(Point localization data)
*** Begin section ***

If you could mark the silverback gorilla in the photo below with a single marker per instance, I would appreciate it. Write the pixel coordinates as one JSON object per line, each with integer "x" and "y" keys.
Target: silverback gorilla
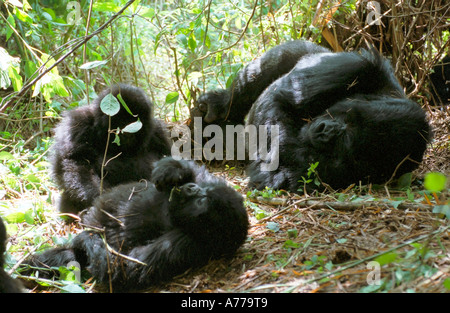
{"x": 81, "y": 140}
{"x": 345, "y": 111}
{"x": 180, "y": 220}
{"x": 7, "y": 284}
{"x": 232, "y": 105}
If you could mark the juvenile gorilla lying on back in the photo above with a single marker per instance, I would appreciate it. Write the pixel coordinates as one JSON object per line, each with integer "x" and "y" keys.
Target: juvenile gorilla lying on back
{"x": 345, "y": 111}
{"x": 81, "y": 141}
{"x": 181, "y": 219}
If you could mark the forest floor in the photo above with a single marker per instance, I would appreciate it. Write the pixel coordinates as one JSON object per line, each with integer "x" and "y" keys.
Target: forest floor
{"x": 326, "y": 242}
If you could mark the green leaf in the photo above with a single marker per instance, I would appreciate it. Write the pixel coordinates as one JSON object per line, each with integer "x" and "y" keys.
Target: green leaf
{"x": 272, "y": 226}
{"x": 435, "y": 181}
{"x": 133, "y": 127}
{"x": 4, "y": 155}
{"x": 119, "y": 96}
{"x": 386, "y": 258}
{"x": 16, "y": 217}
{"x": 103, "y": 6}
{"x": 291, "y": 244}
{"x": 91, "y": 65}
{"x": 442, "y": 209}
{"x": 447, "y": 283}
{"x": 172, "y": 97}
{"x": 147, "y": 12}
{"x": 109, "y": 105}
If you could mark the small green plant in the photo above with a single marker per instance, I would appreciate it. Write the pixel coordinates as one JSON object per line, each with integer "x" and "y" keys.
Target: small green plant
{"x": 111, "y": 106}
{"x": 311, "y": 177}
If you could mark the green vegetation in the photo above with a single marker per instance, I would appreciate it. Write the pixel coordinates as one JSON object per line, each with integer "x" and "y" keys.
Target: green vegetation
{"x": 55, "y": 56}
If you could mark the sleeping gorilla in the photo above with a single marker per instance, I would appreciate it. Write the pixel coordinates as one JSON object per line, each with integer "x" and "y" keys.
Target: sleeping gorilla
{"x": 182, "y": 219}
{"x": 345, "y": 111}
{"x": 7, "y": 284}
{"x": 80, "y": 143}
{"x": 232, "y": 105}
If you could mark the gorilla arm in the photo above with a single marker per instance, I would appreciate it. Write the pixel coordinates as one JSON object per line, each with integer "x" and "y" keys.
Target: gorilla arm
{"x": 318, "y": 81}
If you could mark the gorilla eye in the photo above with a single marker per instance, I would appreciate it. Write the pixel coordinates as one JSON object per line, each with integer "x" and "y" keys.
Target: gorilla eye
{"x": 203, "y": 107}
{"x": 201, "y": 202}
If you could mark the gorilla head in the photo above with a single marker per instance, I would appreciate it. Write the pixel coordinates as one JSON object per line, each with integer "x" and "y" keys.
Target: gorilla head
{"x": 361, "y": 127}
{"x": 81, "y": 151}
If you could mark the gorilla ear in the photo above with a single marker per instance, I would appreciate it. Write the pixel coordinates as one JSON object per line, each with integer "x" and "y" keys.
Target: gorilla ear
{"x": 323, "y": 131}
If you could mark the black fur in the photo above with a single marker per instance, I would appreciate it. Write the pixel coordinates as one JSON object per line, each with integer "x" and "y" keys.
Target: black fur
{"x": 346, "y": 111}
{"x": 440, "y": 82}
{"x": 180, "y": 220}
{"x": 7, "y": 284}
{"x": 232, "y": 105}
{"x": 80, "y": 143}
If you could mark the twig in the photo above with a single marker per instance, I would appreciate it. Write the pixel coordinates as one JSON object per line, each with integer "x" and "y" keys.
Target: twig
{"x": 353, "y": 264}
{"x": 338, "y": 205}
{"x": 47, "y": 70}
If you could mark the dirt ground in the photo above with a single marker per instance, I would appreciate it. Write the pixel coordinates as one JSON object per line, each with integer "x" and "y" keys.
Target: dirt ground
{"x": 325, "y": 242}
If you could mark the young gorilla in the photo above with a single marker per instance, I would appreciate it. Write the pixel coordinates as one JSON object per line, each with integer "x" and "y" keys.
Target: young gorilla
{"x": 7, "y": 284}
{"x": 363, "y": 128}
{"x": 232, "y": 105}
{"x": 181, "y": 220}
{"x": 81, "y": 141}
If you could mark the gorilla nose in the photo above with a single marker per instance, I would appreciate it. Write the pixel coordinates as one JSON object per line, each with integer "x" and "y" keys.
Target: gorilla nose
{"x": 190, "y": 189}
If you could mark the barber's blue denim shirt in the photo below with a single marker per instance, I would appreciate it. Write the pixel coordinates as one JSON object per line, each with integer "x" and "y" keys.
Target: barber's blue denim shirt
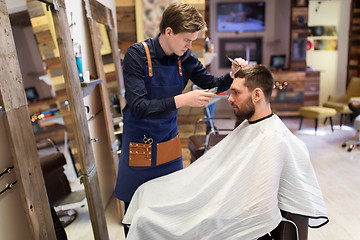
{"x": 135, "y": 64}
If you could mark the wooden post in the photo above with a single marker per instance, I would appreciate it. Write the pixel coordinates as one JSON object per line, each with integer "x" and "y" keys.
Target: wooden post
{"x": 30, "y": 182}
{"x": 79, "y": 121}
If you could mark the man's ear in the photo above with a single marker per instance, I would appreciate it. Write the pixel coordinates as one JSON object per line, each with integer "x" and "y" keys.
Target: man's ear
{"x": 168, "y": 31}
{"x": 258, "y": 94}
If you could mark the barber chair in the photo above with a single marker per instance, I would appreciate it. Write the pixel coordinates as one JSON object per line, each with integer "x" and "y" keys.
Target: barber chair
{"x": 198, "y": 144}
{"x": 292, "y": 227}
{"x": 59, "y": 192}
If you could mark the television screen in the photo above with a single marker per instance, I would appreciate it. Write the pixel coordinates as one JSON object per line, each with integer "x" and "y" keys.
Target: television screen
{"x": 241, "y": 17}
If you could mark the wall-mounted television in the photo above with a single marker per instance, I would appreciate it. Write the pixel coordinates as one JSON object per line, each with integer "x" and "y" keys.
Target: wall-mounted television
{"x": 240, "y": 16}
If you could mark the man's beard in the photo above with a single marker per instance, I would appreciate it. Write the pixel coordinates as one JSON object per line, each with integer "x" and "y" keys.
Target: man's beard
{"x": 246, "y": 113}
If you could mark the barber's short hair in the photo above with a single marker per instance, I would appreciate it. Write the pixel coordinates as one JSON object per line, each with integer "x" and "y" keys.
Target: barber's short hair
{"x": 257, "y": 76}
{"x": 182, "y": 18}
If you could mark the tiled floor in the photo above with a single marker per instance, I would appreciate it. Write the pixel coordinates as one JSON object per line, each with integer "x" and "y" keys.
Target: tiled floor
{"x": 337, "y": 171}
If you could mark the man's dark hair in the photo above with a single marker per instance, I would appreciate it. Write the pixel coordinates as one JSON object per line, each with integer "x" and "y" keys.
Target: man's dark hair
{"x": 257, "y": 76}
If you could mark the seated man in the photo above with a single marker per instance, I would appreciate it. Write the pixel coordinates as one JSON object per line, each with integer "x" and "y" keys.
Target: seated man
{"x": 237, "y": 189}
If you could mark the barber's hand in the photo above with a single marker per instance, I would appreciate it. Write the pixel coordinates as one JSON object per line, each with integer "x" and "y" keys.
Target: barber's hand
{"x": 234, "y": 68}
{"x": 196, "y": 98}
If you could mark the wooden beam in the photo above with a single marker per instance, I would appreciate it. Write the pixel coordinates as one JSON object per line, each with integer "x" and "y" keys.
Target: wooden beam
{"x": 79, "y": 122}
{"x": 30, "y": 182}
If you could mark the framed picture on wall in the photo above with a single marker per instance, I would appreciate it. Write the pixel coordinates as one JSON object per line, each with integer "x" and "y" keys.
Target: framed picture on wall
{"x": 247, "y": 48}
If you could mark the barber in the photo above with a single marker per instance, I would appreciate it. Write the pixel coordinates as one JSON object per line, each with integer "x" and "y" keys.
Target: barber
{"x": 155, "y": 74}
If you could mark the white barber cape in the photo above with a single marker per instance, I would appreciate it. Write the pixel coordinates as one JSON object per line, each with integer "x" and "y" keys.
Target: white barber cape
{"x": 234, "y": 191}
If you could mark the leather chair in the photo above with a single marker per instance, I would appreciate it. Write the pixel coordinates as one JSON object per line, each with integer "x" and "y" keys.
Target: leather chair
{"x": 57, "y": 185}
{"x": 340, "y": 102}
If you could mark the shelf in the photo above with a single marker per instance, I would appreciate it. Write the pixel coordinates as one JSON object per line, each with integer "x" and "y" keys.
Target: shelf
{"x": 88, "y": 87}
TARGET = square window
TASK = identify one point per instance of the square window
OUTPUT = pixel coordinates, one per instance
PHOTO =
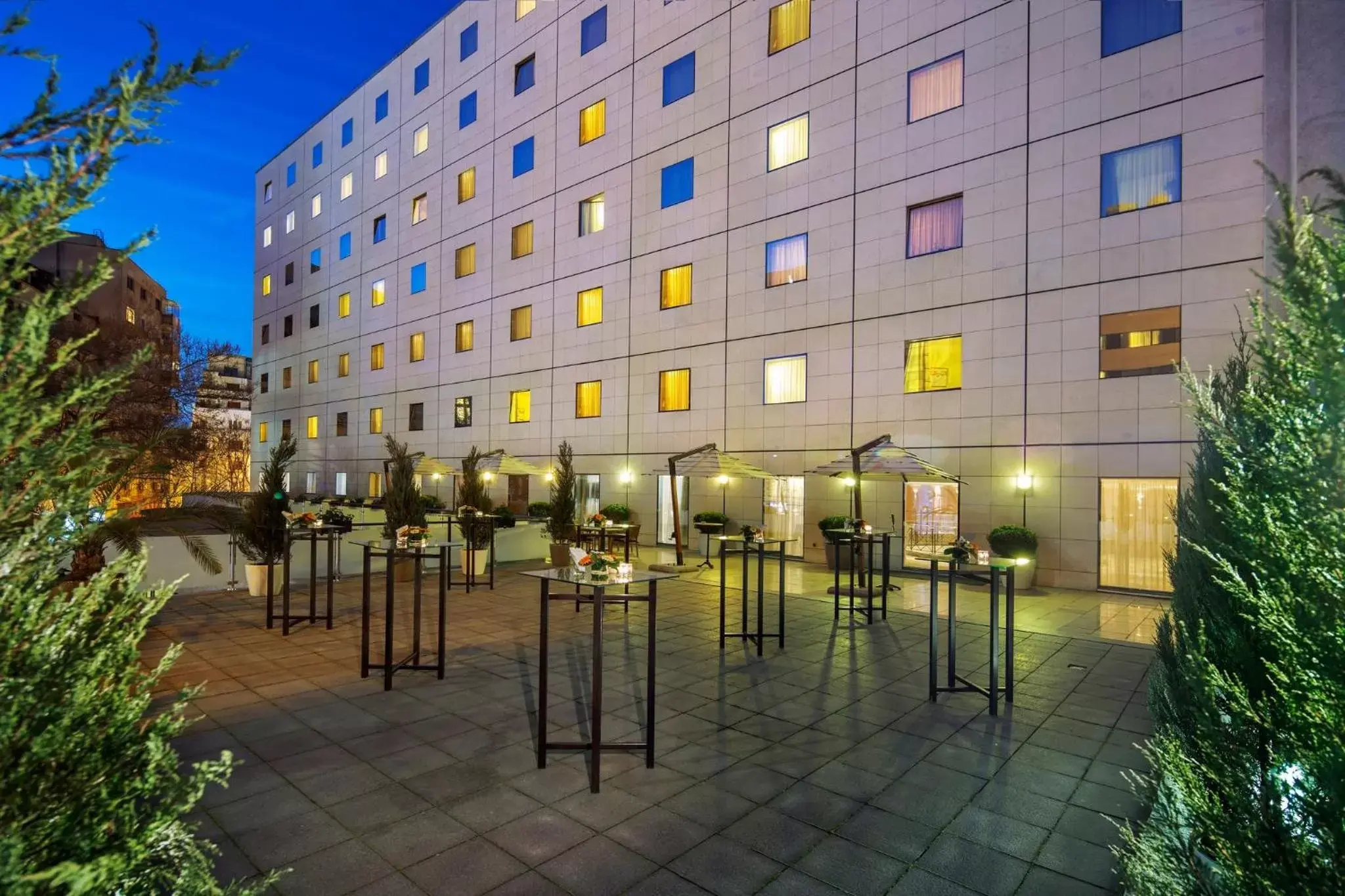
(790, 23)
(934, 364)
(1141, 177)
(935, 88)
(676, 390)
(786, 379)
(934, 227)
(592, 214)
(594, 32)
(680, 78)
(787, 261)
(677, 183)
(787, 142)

*** End section ***

YOUR INSTRUCTIONS — Show every line in the entries above that contains the string "window".

TASK RESULT —
TARGET = square window
TASK = identify one point per instance of the square window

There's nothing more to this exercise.